- Exercise brief
Only the run of lines from the one containing "One marker serves each instance of the metal support" through the last line should be returned, exactly as written.

- Available records
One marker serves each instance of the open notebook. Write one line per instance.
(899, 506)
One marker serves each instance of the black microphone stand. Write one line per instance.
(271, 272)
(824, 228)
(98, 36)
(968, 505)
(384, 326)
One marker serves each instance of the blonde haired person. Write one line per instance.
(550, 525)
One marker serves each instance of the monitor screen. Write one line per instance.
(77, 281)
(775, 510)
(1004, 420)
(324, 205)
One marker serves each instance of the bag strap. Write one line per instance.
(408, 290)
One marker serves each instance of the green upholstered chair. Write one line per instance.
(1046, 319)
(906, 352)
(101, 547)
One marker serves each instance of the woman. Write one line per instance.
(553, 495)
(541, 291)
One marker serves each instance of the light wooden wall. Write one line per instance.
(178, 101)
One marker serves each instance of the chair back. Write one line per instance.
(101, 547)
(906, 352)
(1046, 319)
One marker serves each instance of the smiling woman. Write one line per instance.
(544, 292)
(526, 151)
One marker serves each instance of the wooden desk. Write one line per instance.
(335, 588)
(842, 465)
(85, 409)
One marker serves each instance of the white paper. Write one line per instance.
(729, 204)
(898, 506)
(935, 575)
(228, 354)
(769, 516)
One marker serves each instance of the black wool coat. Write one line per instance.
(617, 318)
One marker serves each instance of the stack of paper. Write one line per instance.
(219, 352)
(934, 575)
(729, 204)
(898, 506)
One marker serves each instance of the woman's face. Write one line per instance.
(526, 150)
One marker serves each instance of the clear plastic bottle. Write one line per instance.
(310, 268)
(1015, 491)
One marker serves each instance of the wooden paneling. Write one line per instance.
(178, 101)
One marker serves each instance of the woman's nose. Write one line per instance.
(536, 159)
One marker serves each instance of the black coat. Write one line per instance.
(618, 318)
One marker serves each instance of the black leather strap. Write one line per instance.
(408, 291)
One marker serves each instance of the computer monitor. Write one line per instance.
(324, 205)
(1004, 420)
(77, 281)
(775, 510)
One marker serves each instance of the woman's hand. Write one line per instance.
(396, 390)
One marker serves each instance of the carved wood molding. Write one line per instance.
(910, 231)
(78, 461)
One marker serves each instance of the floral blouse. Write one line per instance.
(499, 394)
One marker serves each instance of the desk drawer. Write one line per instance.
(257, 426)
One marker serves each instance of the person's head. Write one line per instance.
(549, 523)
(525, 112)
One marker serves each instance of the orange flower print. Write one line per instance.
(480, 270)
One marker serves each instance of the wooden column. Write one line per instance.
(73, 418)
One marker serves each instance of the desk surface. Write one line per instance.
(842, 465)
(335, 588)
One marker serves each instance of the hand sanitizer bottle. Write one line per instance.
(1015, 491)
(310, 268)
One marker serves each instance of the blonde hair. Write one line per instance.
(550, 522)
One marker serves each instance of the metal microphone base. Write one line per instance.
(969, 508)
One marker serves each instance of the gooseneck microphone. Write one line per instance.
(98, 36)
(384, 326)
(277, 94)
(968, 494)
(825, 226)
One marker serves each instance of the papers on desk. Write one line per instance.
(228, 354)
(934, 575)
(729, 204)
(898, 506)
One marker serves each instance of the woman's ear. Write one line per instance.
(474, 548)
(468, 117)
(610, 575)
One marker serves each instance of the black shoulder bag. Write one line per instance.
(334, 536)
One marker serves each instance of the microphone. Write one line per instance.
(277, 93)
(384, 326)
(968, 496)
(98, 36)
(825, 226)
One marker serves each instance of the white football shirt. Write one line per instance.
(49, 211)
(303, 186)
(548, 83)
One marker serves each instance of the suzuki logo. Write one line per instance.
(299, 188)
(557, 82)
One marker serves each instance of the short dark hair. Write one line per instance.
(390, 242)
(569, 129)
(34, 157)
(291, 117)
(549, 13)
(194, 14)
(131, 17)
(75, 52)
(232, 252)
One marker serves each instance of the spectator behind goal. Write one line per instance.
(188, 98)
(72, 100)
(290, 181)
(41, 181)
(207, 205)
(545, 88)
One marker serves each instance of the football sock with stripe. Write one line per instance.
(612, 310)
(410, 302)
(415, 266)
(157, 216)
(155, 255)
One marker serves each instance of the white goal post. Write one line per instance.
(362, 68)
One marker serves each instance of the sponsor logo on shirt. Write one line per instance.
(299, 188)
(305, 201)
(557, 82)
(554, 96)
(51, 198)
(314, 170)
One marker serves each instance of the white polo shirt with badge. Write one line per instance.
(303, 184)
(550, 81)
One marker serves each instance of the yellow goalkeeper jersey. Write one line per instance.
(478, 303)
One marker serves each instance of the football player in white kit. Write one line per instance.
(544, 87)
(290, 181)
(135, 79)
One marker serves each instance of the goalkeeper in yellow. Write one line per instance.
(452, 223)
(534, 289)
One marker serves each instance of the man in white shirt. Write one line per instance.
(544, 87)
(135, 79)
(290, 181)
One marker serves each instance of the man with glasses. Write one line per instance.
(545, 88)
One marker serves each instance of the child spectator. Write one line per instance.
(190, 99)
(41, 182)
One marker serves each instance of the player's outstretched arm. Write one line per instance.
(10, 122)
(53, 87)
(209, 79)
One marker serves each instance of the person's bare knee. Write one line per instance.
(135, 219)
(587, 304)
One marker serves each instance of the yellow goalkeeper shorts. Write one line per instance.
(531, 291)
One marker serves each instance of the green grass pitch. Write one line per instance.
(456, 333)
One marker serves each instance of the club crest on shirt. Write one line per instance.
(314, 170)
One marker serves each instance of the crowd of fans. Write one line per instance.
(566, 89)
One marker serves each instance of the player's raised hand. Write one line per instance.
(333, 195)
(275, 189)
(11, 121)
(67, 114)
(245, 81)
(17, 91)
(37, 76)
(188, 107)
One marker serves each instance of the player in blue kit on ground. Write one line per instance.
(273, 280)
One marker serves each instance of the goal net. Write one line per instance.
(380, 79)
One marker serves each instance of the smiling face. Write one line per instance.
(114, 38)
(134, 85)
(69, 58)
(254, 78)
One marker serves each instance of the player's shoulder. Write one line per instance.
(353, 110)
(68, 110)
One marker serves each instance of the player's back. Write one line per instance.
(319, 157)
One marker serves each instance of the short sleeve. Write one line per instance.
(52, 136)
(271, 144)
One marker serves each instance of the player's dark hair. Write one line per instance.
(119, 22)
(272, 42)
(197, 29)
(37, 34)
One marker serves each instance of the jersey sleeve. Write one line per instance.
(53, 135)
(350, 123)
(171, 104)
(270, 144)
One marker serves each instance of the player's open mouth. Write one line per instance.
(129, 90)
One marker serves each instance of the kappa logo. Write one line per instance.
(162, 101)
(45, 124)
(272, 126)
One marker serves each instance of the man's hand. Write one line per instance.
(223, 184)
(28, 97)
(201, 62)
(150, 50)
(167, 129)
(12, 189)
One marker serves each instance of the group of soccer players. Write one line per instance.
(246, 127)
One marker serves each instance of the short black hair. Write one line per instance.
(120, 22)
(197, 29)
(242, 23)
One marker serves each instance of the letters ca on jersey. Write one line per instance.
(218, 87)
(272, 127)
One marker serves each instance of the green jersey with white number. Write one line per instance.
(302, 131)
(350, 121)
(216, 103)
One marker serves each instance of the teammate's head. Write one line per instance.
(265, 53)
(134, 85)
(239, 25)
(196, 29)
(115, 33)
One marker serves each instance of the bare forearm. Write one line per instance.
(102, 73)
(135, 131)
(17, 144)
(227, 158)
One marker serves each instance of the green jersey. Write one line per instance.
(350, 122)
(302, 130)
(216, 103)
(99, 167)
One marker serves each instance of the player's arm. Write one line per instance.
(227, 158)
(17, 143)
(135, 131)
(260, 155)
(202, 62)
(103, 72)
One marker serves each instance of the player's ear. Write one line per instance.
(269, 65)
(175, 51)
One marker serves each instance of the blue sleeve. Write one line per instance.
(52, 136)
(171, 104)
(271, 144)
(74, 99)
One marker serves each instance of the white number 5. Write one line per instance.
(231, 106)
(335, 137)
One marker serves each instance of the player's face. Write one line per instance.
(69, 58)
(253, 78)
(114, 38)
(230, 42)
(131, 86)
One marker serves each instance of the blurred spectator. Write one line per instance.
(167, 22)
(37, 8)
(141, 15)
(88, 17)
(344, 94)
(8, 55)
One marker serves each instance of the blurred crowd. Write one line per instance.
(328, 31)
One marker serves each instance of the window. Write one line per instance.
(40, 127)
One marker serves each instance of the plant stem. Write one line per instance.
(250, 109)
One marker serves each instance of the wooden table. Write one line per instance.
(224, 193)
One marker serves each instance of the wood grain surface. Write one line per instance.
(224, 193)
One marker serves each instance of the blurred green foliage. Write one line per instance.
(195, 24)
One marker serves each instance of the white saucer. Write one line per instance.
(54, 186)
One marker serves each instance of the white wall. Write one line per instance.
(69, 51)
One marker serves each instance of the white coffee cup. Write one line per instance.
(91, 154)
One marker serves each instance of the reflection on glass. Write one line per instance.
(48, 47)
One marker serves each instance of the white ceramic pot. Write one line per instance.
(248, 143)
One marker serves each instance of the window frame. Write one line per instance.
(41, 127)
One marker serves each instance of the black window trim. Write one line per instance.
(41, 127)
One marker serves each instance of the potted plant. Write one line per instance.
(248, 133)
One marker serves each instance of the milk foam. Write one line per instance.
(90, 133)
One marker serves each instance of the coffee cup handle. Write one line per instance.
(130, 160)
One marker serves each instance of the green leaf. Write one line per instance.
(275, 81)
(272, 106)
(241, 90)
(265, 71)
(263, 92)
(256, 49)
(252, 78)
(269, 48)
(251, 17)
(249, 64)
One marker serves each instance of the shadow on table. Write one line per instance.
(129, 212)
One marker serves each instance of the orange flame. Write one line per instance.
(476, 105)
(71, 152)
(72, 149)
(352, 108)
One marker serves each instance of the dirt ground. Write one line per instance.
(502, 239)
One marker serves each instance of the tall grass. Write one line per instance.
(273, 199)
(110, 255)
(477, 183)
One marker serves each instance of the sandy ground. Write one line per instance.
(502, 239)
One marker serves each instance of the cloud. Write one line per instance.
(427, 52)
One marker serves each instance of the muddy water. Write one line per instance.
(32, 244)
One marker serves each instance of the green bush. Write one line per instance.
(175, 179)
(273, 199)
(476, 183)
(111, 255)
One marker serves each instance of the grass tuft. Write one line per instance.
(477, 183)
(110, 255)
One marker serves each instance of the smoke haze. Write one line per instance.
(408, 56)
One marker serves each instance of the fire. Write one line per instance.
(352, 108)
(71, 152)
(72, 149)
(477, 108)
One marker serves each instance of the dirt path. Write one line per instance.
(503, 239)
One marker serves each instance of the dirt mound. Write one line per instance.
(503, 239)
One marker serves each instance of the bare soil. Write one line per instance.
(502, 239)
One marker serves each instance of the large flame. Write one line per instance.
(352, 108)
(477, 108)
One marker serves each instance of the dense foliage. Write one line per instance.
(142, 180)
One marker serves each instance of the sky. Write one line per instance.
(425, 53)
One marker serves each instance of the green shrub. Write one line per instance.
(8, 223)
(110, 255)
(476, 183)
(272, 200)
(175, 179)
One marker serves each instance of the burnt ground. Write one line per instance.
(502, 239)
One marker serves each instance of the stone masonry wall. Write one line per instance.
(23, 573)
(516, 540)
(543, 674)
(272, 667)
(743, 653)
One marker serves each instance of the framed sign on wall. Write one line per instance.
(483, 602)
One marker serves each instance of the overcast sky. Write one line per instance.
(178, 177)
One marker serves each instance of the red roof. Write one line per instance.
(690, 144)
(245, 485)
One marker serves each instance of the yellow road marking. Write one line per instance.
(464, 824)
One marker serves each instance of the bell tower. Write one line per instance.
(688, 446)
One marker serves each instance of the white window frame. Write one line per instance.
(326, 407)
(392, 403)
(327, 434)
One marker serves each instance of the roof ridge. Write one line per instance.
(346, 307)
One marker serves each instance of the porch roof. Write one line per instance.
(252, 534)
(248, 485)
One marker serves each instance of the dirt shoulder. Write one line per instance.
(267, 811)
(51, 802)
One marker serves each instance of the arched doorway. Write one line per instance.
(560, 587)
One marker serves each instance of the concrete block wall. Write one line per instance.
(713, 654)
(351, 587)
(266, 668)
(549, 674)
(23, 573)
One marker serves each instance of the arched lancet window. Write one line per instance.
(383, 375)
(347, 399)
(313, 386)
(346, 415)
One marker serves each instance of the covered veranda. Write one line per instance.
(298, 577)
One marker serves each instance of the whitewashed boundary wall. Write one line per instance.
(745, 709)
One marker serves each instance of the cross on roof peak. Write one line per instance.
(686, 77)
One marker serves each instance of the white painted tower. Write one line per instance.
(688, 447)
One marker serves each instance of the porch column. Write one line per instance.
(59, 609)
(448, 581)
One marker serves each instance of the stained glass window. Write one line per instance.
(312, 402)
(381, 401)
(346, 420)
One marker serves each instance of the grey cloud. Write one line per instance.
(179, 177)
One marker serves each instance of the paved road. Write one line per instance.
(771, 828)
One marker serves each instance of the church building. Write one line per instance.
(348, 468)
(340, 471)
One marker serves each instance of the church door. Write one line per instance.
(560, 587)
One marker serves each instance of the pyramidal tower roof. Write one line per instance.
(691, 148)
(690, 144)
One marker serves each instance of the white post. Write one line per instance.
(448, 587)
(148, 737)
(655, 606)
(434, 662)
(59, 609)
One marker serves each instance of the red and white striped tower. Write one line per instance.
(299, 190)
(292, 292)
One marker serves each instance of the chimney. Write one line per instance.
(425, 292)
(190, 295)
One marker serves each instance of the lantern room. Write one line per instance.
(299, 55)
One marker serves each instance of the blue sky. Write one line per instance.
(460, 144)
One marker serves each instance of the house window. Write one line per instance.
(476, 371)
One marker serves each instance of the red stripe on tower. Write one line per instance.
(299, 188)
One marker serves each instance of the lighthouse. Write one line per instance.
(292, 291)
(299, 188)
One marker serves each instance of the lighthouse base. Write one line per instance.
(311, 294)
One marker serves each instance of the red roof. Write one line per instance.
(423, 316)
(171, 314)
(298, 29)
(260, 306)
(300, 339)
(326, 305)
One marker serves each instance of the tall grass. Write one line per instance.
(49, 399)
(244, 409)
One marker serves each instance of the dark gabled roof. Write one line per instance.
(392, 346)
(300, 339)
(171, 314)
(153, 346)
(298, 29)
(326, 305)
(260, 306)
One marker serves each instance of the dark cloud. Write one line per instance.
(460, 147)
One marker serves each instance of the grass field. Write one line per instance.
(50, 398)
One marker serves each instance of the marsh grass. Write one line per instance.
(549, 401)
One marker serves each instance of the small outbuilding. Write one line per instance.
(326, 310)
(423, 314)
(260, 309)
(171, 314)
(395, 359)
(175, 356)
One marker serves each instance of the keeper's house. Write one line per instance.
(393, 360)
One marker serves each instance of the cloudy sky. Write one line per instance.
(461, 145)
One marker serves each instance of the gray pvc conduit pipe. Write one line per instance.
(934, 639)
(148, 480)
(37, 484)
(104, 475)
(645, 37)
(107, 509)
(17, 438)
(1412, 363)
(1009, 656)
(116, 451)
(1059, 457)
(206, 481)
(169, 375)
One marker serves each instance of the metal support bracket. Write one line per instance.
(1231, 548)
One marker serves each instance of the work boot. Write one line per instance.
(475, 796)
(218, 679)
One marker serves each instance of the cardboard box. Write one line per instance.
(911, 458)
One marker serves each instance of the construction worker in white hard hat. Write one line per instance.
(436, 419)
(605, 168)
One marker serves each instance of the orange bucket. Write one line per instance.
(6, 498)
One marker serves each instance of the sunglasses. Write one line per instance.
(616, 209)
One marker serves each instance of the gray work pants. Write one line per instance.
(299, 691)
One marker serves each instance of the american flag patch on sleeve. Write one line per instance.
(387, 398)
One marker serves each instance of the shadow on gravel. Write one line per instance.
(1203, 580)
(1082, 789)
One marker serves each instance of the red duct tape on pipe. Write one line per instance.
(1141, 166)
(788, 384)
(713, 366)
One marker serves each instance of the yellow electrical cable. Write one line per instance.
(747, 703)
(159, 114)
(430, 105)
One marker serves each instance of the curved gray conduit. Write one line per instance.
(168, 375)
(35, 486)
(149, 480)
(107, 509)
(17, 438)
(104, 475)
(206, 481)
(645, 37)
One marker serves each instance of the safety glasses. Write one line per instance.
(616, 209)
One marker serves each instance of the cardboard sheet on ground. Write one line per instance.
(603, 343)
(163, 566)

- The result
One marker serves each instance of the metal support bracket. Write one line per instance.
(1231, 548)
One marker serves each instance of the work boot. Write one line per instance.
(475, 796)
(218, 679)
One marker serves each instance of the cardboard box. Write one line per instance.
(911, 458)
One marker serves each instance of the construction worker in white hard hat. Write one line per instance.
(436, 419)
(605, 168)
One marker serves each instance of the orange bucket. Write one line per instance.
(6, 498)
One marker serves each instance of the sunglasses. Write one line per instance.
(616, 209)
One marker serves each instance of the gray work pants. Write one line per instance.
(299, 691)
One marker serves each instance of the american flag patch on sleeve. Write one line per instance.
(387, 398)
One marker serves each instance of the shadow on gravel. Write one line per instance.
(1203, 580)
(1082, 789)
One marker serves each instance of the red duct tape on pipe. Write one line per instance.
(1141, 166)
(788, 384)
(713, 366)
One marker serves each instance of the yellow electrical cable. Write one line per instance.
(747, 703)
(159, 114)
(430, 105)
One marker serves each instance of the curved gray conduit. Write one line per instance.
(168, 375)
(35, 486)
(149, 480)
(107, 509)
(17, 438)
(104, 475)
(206, 481)
(645, 37)
One marker serves each instance of the safety glasses. Write one line per instance.
(616, 209)
One marker serves each instance of the cardboard sheet on ground. Write one line per instance.
(603, 343)
(163, 566)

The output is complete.